Items in a dataset listing:
======

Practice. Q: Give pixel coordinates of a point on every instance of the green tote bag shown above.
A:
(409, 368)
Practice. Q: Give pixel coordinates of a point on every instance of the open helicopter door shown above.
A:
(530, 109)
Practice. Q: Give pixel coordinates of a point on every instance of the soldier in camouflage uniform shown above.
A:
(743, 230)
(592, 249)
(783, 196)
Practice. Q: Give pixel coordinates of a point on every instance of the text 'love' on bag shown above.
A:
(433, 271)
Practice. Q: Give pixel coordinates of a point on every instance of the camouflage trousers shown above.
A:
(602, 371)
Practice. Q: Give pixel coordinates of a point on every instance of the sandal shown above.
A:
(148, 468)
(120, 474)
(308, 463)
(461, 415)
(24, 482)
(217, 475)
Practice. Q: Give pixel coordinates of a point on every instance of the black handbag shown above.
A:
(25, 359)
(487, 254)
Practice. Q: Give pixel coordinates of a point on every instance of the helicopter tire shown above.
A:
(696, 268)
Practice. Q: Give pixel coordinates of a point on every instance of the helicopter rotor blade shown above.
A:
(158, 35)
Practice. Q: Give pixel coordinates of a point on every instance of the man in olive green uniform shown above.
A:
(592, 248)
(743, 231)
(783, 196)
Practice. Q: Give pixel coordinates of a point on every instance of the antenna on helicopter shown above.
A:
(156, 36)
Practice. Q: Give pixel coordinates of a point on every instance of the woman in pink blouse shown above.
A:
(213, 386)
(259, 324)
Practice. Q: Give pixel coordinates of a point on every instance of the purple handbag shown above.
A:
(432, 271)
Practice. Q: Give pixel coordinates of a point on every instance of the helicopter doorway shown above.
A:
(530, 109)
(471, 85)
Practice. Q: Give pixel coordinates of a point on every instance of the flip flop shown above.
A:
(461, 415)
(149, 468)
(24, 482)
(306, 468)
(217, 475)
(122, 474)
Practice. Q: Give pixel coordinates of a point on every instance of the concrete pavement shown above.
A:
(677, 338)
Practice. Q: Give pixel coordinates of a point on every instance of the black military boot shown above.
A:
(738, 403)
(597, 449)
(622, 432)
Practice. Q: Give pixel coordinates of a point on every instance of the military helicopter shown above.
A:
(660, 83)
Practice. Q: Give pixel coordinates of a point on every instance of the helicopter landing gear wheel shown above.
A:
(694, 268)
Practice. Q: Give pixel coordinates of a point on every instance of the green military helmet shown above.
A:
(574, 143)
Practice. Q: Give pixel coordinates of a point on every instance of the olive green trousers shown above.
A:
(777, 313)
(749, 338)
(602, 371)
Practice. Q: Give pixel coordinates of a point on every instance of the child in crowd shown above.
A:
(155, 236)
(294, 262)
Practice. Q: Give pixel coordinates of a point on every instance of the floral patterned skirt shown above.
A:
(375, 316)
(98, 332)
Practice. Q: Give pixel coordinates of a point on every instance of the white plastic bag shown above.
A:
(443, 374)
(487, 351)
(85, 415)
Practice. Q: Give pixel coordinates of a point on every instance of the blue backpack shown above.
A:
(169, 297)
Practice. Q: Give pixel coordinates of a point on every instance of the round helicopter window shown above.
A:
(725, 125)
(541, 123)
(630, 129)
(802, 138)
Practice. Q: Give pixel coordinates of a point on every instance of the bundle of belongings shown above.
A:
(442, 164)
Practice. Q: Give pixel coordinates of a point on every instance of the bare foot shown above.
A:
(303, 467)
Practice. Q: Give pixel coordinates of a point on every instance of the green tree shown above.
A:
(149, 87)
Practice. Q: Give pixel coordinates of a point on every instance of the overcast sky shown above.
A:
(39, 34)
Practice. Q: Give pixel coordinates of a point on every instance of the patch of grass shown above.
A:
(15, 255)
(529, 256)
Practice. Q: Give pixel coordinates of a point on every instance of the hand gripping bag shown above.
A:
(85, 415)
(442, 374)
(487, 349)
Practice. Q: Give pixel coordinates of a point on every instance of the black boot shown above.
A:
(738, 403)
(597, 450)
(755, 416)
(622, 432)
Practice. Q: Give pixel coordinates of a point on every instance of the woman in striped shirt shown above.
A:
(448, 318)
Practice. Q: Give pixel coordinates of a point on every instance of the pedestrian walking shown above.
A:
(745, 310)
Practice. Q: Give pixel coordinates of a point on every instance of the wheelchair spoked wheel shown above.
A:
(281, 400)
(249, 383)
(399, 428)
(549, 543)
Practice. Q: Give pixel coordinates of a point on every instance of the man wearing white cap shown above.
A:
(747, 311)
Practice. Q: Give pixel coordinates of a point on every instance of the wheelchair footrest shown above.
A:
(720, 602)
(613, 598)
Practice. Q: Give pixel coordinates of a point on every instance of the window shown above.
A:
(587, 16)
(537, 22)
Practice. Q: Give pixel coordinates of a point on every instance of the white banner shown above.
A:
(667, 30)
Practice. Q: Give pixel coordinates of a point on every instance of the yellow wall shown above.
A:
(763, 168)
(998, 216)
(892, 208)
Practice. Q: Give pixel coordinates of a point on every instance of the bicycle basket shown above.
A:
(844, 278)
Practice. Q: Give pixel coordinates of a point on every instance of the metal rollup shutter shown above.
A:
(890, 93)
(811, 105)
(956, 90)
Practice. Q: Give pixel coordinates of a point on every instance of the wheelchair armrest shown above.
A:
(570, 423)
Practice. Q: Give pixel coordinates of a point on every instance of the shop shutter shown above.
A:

======

The request
Render every line of the records above as a JSON list of strings, with one string per line and any blank lines omitted.

Answer to the problem
[
  "Practice. Q: Give pixel coordinates of a point on every instance of the green tote bag shown above.",
  "A:",
  "(409, 368)",
  "Practice. Q: Give pixel coordinates of a point on every instance of the open helicopter door shown above.",
  "A:",
  "(530, 109)",
  "Practice. Q: Give pixel coordinates of a point on every instance of the soldier in camouflage uniform shown above.",
  "A:",
  "(743, 230)",
  "(592, 249)",
  "(783, 196)",
  "Practice. Q: Give pixel coordinates of a point on every instance of the text 'love' on bag shown above.",
  "A:",
  "(433, 271)",
  "Practice. Q: Give pixel coordinates of a point on every instance of the camouflage trousers shown above.",
  "A:",
  "(602, 371)",
  "Practice. Q: Give pixel coordinates of a point on every instance of the sandal shown above.",
  "A:",
  "(148, 468)",
  "(120, 474)",
  "(308, 463)",
  "(461, 415)",
  "(24, 482)",
  "(217, 475)",
  "Practice. Q: Give pixel coordinates of a point on every instance of the black handbag shown above.",
  "A:",
  "(25, 359)",
  "(487, 254)",
  "Practice. Q: Give pixel coordinates of a point on every instance of the helicopter tire shown above.",
  "A:",
  "(696, 268)",
  "Practice. Q: Give pixel coordinates of a point on every instance of the helicopter rotor blade shown above.",
  "A:",
  "(158, 35)",
  "Practice. Q: Give pixel coordinates of a point on every instance of the man in olive green uniform shown above.",
  "A:",
  "(592, 248)",
  "(743, 231)",
  "(783, 196)",
  "Practice. Q: Give pixel coordinates of a point on every instance of the antenna on helicopter shown above.",
  "A:",
  "(156, 36)",
  "Practice. Q: Give pixel coordinates of a point on every instance of the woman in pink blouse shown above.",
  "A:",
  "(213, 386)",
  "(259, 324)",
  "Practice. Q: Give pixel coordinates of a point on every instance of the purple handbag shown above.",
  "A:",
  "(432, 271)",
  "Practice. Q: Give pixel coordinates of a point on every instance of the helicopter doorway shown above.",
  "A:",
  "(530, 109)",
  "(471, 85)",
  "Practice. Q: Give pixel coordinates of a point on every instance of the flip flop shown above.",
  "A:",
  "(461, 415)",
  "(149, 468)",
  "(24, 482)",
  "(306, 468)",
  "(217, 475)",
  "(122, 474)",
  "Practice. Q: Give pixel coordinates of a point on every instance of the concrete pavement shown above.",
  "A:",
  "(677, 338)",
  "Practice. Q: Give pixel coordinates of a point on every instance of the black military boot shown above.",
  "A:",
  "(738, 403)",
  "(597, 449)",
  "(622, 432)",
  "Practice. Q: Give pixel coordinates of a point on every instance of the military helicopter shown above.",
  "A:",
  "(660, 83)",
  "Practice. Q: Give pixel coordinates of a point on every instance of the helicopter landing gear wheel shown above.",
  "A:",
  "(694, 268)",
  "Practice. Q: Give pixel coordinates of a point on every instance of the green military helmet shown above.",
  "A:",
  "(574, 143)",
  "Practice. Q: Give pixel coordinates of a point on every instance of the olive green trousers shown above.",
  "A:",
  "(777, 313)",
  "(749, 338)",
  "(602, 371)",
  "Practice. Q: Give pixel coordinates of a point on every instance of the child in crowd shown above.",
  "A:",
  "(155, 236)",
  "(294, 262)",
  "Practice. Q: Give pixel coordinates of a point on every instance of the floral patterned skirt shown above.",
  "A:",
  "(375, 316)",
  "(98, 332)",
  "Practice. Q: Give pixel coordinates of a point on every instance of the white plastic bag shown above.",
  "A:",
  "(443, 374)",
  "(487, 351)",
  "(85, 415)",
  "Practice. Q: Give pixel coordinates of a point on every instance of the blue backpack shown above.",
  "A:",
  "(169, 297)",
  "Practice. Q: Give pixel coordinates of a point on every instance of the round helicopter window shown above.",
  "A:",
  "(725, 125)",
  "(541, 123)",
  "(630, 129)",
  "(802, 138)",
  "Practice. Q: Give pixel coordinates of a point on every instance of the bundle of belongings shown above.",
  "A:",
  "(442, 164)",
  "Practice. Q: Give pixel coordinates of a point on every instance of the bare foot shown above.",
  "A:",
  "(303, 467)",
  "Practice. Q: Give pixel coordinates of a point on every instance of the green tree shown above.",
  "A:",
  "(149, 87)",
  "Practice. Q: Give pixel coordinates of a point on every instance of the overcast sky shown above.",
  "A:",
  "(39, 34)",
  "Practice. Q: Give pixel coordinates of a point on every instance of the patch of grass shown above.",
  "A:",
  "(15, 255)",
  "(529, 256)",
  "Practice. Q: Give pixel coordinates of a point on every instance of the hand gripping bag shown above.",
  "A:",
  "(85, 415)",
  "(442, 374)",
  "(487, 349)",
  "Practice. Q: Give pixel coordinates of a point on every instance of the black boot shown above.",
  "A:",
  "(738, 403)",
  "(597, 450)",
  "(755, 416)",
  "(622, 432)",
  "Practice. Q: Give pixel coordinates of a point on every instance of the woman in striped shirt shown above.",
  "A:",
  "(448, 318)",
  "Practice. Q: Give pixel coordinates of a point on every instance of the pedestrian walking shown above.",
  "A:",
  "(745, 310)",
  "Practice. Q: Give pixel coordinates of a point on every instance of the wheelchair spoked wheel shown above.",
  "A:",
  "(281, 400)",
  "(249, 383)",
  "(399, 428)",
  "(549, 543)",
  "Practice. Q: Give pixel coordinates of a point on every instance of the man wearing white cap shown above.",
  "A:",
  "(747, 311)",
  "Practice. Q: Give pixel coordinates of a point on every instance of the wheelchair footrest shown above.",
  "A:",
  "(720, 602)",
  "(613, 598)",
  "Practice. Q: Give pixel coordinates of a point on every instance of the window shown above.",
  "A:",
  "(587, 16)",
  "(537, 22)",
  "Practice. Q: Give pixel coordinates of a point on every instance of the white banner shown above.",
  "A:",
  "(667, 30)",
  "Practice. Q: Give pixel coordinates of a point on every instance of the yellow wall shown above.",
  "A:",
  "(763, 168)",
  "(998, 216)",
  "(892, 208)",
  "Practice. Q: Give pixel coordinates of a point on every instance of the bicycle basket shown above.",
  "A:",
  "(844, 278)",
  "Practice. Q: Give pixel coordinates of a point on every instance of the metal rollup shutter shown above.",
  "A:",
  "(890, 93)",
  "(811, 105)",
  "(956, 90)",
  "Practice. Q: Give pixel coordinates of a point on every instance of the wheelchair armrest shown above.",
  "A:",
  "(570, 423)",
  "Practice. Q: Give pixel coordinates of a point on every instance of the shop shutter shown above.",
  "A:"
]